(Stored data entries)
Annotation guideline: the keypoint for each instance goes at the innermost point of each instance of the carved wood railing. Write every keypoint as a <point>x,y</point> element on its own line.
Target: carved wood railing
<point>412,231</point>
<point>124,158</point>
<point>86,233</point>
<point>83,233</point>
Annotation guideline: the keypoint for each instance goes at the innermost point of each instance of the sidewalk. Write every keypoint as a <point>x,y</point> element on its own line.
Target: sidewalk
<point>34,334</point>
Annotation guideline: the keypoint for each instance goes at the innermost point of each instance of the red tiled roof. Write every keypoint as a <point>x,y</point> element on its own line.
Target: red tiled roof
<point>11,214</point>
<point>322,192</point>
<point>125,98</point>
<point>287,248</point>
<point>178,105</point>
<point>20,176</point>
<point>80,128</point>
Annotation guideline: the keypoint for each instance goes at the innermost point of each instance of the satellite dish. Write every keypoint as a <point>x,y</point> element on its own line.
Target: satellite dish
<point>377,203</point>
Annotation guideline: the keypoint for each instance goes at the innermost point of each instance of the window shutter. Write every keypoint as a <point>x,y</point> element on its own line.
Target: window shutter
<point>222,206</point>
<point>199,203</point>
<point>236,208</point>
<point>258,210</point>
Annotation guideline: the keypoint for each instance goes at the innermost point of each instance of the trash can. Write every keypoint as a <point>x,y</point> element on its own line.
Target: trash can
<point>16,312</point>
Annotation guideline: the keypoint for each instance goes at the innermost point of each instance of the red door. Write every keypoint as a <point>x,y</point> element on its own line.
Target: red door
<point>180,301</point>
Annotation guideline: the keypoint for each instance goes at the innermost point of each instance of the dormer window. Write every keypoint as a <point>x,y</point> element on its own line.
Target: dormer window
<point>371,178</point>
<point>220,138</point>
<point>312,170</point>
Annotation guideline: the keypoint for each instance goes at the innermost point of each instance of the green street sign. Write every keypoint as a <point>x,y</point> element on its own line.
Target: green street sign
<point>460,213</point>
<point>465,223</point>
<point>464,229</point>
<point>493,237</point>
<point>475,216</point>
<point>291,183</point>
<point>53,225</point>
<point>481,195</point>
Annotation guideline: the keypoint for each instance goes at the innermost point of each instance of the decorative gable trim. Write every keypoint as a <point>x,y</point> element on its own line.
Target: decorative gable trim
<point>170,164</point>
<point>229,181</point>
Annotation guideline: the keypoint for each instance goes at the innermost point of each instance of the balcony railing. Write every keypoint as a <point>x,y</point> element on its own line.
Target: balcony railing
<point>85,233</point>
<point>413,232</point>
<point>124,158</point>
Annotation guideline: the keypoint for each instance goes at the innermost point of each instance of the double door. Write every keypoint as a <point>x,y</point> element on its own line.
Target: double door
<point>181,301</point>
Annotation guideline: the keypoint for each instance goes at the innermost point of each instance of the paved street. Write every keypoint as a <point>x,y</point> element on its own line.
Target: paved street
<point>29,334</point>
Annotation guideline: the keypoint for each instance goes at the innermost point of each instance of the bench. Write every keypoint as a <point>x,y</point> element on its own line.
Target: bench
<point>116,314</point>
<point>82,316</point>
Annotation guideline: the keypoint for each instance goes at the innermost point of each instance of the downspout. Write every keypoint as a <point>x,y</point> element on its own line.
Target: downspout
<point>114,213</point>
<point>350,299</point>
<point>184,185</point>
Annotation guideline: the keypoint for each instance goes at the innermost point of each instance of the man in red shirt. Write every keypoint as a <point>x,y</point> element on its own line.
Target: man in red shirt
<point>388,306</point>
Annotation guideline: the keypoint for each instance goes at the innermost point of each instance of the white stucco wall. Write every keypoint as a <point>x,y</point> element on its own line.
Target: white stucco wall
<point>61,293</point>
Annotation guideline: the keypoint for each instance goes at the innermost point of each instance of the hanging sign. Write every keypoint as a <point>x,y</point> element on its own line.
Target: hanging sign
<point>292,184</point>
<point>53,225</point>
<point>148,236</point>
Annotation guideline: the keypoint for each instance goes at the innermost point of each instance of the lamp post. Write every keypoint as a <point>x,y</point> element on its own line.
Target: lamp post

* _REQUIREMENT_
Present every line of the records above as a numbered list, leaving out any blank lines.

* _TASK OUTPUT_
1. Annotation guideline: the keypoint for each instance goes at the innermost point of each instance of the carved wood railing. Write every keypoint as a <point>x,y</point> element on its own line.
2. Target: carved wood railing
3. <point>412,231</point>
4. <point>124,158</point>
5. <point>86,233</point>
6. <point>83,233</point>
7. Annotation guideline: the keypoint for each instance goes at the innermost point of each instance of the sidewalk. Write every keypoint as a <point>x,y</point> element on its own line.
8. Target: sidewalk
9. <point>34,334</point>
10. Annotation guideline: the keypoint for each instance goes at the innermost point of each instance of the red tiled roof. Write every keypoint as a <point>x,y</point> element on its own line.
11. Target: red tiled roof
12. <point>11,214</point>
13. <point>322,192</point>
14. <point>125,98</point>
15. <point>287,248</point>
16. <point>178,105</point>
17. <point>20,176</point>
18. <point>80,128</point>
19. Annotation guideline: the keypoint for each instance goes at the innermost point of each instance of the satellite dish. Write every keypoint as a <point>x,y</point> element on its own line.
20. Target: satellite dish
21. <point>377,203</point>
22. Annotation guideline: the keypoint for each instance goes at the innermost point of each instance of the window shutter. Write every keypoint as a <point>x,y</point> element on its own line.
23. Target: window shutter
24. <point>222,206</point>
25. <point>199,203</point>
26. <point>236,208</point>
27. <point>258,210</point>
28. Annotation guideline: the keypoint for each instance goes at the innermost point of each instance of the trash can. Write every keypoint as a <point>x,y</point> element on its own line.
29. Target: trash can
30. <point>16,312</point>
31. Annotation guideline: the keypoint for each instance goes at the innermost point of each instance of the red door. Write every keypoint as a <point>x,y</point> element on its own line.
32. Target: red door
33. <point>180,301</point>
34. Annotation guideline: the keypoint for each instance goes at the innermost point of each instance of the dormer window. Write every keypoint as a <point>x,y</point> element on its own line.
35. Target: dormer window
36. <point>371,178</point>
37. <point>220,138</point>
38. <point>312,170</point>
39. Annotation guideline: the keypoint for each instance goes at the innermost point of each instance of the green street sign. Write every keypoint as a <point>x,y</point> element on its own line.
40. Target: green street sign
41. <point>460,213</point>
42. <point>465,223</point>
43. <point>464,229</point>
44. <point>493,237</point>
45. <point>475,216</point>
46. <point>291,183</point>
47. <point>53,225</point>
48. <point>481,195</point>
49. Annotation guideline: the keypoint for each instance goes at the innermost point of each instance of the decorative gable trim. Write every keypoint as a <point>x,y</point> element on its own line.
50. Target: decorative gable trim
51. <point>170,164</point>
52. <point>229,181</point>
53. Annotation guideline: the keypoint for each instance goes at the innermost point of each instance of the balcony railing. Write every keypoint as a <point>x,y</point> element on its own line.
54. Target: balcony railing
55. <point>85,233</point>
56. <point>413,232</point>
57. <point>124,158</point>
58. Annotation guideline: the keypoint for each instance goes at the innermost point of each instance of the double door. Write every keypoint as a <point>x,y</point> element on its own line.
59. Target: double door
60. <point>181,301</point>
61. Annotation guideline: the keypoint for each instance goes at the innermost point of each instance of the paved street. Write every keypoint as a <point>x,y</point> element on its own line.
62. Target: paved street
63. <point>29,334</point>
64. Annotation guideline: the keypoint for each instance goes at the innermost point of each instance of the bench. Write every keypoint as a <point>x,y</point> element on its own line.
65. Target: bench
66. <point>116,314</point>
67. <point>82,316</point>
68. Annotation guideline: the keypoint for each instance goes at the innermost point of each instance of the downspout. Write every keypoint as a <point>x,y</point> element on its own line.
69. Target: downspout
70. <point>114,213</point>
71. <point>350,299</point>
72. <point>184,185</point>
73. Annotation guideline: the keypoint for each instance goes at the innermost point of each instance of the man in red shirt. Write every keypoint as a <point>x,y</point> element on its own line.
74. Target: man in red shirt
75. <point>388,306</point>
76. Annotation guideline: the keypoint for each instance goes at the innermost point of each instance of the white stucco wall. Write every keypoint as a <point>x,y</point> element on its own line.
77. Target: white stucco wall
78. <point>61,293</point>
79. Annotation guideline: the keypoint for each instance goes at the innermost point of each instance of the hanging sign. Write every keypoint as a <point>x,y</point> element on its own line.
80. Target: hanging sign
81. <point>292,184</point>
82. <point>53,225</point>
83. <point>148,236</point>
84. Annotation guideline: the keypoint for each instance goes at the innermost point of each instance of the lamp post. Write every keypoint as a <point>x,y</point> element on its own line.
85. Target: lamp post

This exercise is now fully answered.